::: Passage shown :::
While I’m here doing updates, I couldn’t help but notice some nice pictures over in our Flickr sidebar. The folks at Skratchworx do a wonderful job of covering DJing from a vinyl/scratch-centric perspective. They have a look at the Kontrol X1, the new DJ controller from NI. It’s great to see in photos, as you get a sense of scale. Note one item that surprised me a bit, at least – you do need to chain two of these together in order to have four decks, if I understand correctly. But it is a striking, compact design. I might consider one, since I’m looking into Traktor just as a backup for sets when I discover I need to plug in longer than my prepared live PA set allows.
Here’s a clever idea and a total surprise – instead of just dumping some samples on you, the folks at Akai have built a whole Reaktor ensemble full of analog drum samples, set up by default to work with their excellent, ultra-compact LPD8 pad controller. Now, because it’s in Reaktor, you can edit the ensemble. You know what that means: this thing is screaming to be modified or dropped into your own ensemble with custom effects. If anyone feels up to the task, I can try contacting Akai and see if they’ll be willing to distribute a couple of mash-ups of this ensemble.
::: Dataset records :::
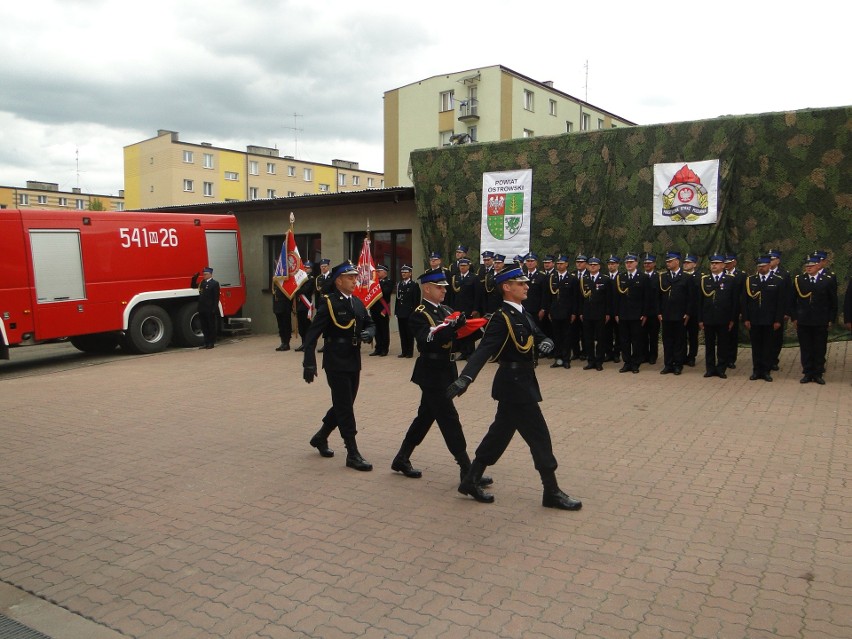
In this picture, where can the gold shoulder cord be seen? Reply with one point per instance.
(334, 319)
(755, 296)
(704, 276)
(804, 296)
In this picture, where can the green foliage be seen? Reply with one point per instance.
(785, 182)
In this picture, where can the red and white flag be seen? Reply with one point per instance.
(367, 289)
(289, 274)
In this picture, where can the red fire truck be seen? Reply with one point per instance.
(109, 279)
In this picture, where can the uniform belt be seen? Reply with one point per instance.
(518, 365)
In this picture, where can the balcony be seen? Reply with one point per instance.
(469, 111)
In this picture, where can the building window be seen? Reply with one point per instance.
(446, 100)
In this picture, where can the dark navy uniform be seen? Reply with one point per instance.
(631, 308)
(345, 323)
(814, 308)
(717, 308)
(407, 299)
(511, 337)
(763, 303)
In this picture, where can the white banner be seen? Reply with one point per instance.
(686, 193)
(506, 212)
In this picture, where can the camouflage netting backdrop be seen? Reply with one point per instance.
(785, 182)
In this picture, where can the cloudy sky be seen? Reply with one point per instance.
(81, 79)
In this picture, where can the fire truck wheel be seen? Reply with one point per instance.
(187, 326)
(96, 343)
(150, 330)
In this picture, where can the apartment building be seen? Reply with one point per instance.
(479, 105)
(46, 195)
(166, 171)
:::
**Exercise task**
Could you give the stretch of the DJ gear post from "Here’s a clever" through "of this ensemble." again, updated so that "ensemble" becomes "patch"?

**Task response**
Here’s a clever idea and a total surprise – instead of just dumping some samples on you, the folks at Akai have built a whole Reaktor patch full of analog drum samples, set up by default to work with their excellent, ultra-compact LPD8 pad controller. Now, because it’s in Reaktor, you can edit the patch. You know what that means: this thing is screaming to be modified or dropped into your own patch with custom effects. If anyone feels up to the task, I can try contacting Akai and see if they’ll be willing to distribute a couple of mash-ups of this patch.